(Passage begins)

Arna's Children Review

in 11st Hot Docs Canadian International Documentary Festival

by Peter Keough

While news of the latest celebrity trial saturates the North American broadcast media, the Middle East dominated this year’s Toronto Hot Docs Festival. With stark and disturbing films such as Death in Gaza, Control Room, War Feels Like War, Checkpoint and many others competing for audience’s empathy, the modestly produced Arna’s Children might have passed as just another earnest look at the misery of Palestinian children in refugee camps in the occupied territories. Instead, with its understated irony and detached pathos, with its seamless interweaving of past and present and of hope and reality, Children astounds and devastates even those numbed by the subject’s litany of suffering. It was our choice for the FIPRESCI Prize for best first feature film.

Arna is Arna Mer, a veteran of the 1948 Israeli War for Independence who in later years dedicated herself to seeking justice for the displaced Palestinian people. Among her children is the film’s director, Juliano Mer Khamis, a distinguished Israeli actor who has appeared in films by Amos Gitai and others. He introduces his mother in a scene at an Israeli road block where she and other demonstrators importune drivers to sound their horns in protest. Though dying of terminal cancer, Arna clearly is still a firebrand with undimmed ideals.

But Arna has other children as well, surrogate sons and daughters in the Jenin refugee camp where she maintained a school for the local kids, teaching them art and especially drama. The filmmaker worked as a drama coach there as well, as is shown in footage dating back to the years 1989-1996. Among his charges are Yussef, Ashraf and A’lla, who exult in the opportunity to express their rage, fear and desires on stage while in real life bulldozers raze their homes and daily humiliation and injustice crush their spirit. They speak highly of their experience with Arna and Juliano, regarding them, despite the fact that they are Jews, as their family.

(Passage ends)
(Data extract begins)

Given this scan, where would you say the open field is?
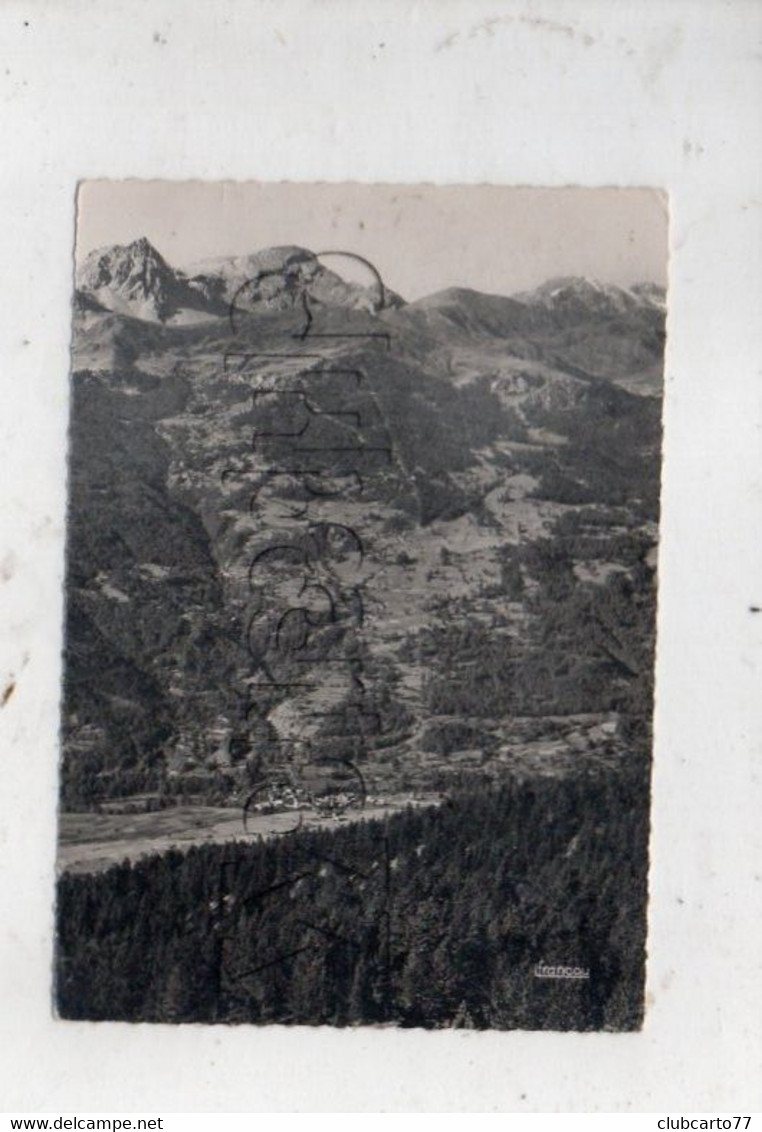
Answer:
[58,795,438,873]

(Data extract ends)

> **Tasks to complete**:
1. Answer the following from the film review:
(a) For which prize did the reviewer's jury choose the film?
(b) In which war did Arna Mer serve?
(c) Which years does the footage of the filmmaker's drama coaching cover?
2. Carry on the review of Arna's Children from the point where it stops.
The material comes from a source unrelated to the film review.

> **Replies**:
1.
(a) The FIPRESCI Prize for best first feature film.
(b) The 1948 Israeli War for Independence.
(c) 1989 to 1996.

2.
So, one expects, Arna and her school will inspire these deprived children to channel their hardship and anger into redemptive careers in the arts. Subtly, Mer Khamis cuts from this older footage to 2002, to the height of the Intifada and the onslaught suicide bombings to reveal the humbling truth: they have all become armed militants. In stunning sequences Mer Khamis accompanies his former students as they dodge Israeli patrols. They point out the gun slots they carved in the walls of their former theater and blithely talk about those they killed and those who died. Funerals and grief inevitably follow, including the funeral of Mer Khamis’ mother, who succumbed to her illness, perhaps still firm in her faith that compassion, art and tolerance can make a difference.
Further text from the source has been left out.